IBL Neuromodulators

Fiber photometry analysis pipeline for the IBL neuromodulators project. Ingests session metadata and raw signals from Alyx/ONE, applies QC, preprocesses photometry signals, and extracts peri-event neural responses.

Setup

This project requires the IBL unified environment with specific development branches of ibllib and ibl-photometry.

Fresh install

# 1. Create and activate a virtual environment
uv venv .venv --prompt ibl --python 3.13
source .venv/bin/activate

# 2. Install IBL packages from the required branches
uv pip install git+https://github.com/int-brain-lab/ibllib@photometry-integration
uv pip install git+https://github.com/int-brain-lab/ibl-photometry@develop

# 3. Install iblnm (editable) with dev tools
uv pip install -e ".[dev]"

Existing IBL environment

If you already have the IBL environment with the correct ibllib and ibl-photometry branches:

uv pip install -e ".[dev]"

This installs iblnm plus any missing core dependencies (xarray, statsmodels, cca-zoo, etc.) and dev tools (pytest, ruff).

Verify

pytest                     # run tests
ruff check .               # lint

Docs: IBL · ONE API

Pipeline

Scripts run in order. Each produces a parquet error log alongside its outputs.

┄┄┄┄┄┄┄┄┄┄

Retype the part of the IBL neuromodulators README between "If you already" and "tools (pytest, ruff).", inclusive. Rely only on the README above for what follows.

┄┄┄┄┄┄┄┄┄┄

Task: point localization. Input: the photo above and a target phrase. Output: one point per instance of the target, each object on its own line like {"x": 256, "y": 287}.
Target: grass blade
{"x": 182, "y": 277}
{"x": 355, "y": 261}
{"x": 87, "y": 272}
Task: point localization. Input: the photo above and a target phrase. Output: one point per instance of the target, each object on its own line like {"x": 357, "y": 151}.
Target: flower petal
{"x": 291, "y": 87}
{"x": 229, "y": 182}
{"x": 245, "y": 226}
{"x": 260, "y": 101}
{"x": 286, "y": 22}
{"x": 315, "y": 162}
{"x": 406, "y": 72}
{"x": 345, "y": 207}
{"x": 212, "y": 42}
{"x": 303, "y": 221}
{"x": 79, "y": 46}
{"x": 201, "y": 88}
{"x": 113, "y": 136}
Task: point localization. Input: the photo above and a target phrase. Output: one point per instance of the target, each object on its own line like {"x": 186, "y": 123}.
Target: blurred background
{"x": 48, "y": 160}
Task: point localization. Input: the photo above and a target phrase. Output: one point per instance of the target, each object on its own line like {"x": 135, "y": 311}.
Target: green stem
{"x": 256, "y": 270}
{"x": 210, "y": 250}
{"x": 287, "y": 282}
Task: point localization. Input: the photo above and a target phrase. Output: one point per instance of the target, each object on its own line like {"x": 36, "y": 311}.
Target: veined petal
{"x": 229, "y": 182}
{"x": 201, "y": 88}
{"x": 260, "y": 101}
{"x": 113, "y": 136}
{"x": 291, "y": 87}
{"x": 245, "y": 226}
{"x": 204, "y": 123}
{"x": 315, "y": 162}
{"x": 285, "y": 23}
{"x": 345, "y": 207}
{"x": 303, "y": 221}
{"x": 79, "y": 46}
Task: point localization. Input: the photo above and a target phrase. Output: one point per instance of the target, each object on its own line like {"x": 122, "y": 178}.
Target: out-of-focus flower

┄┄┄┄┄┄┄┄┄┄

EXERCISE RESULT:
If you already have the IBL environment with the correct ibllib and ibl-photometry branches:

uv pip install -e ".[dev]"

This installs iblnm plus any missing core dependencies (xarray, statsmodels, cca-zoo, etc.) and dev tools (pytest, ruff).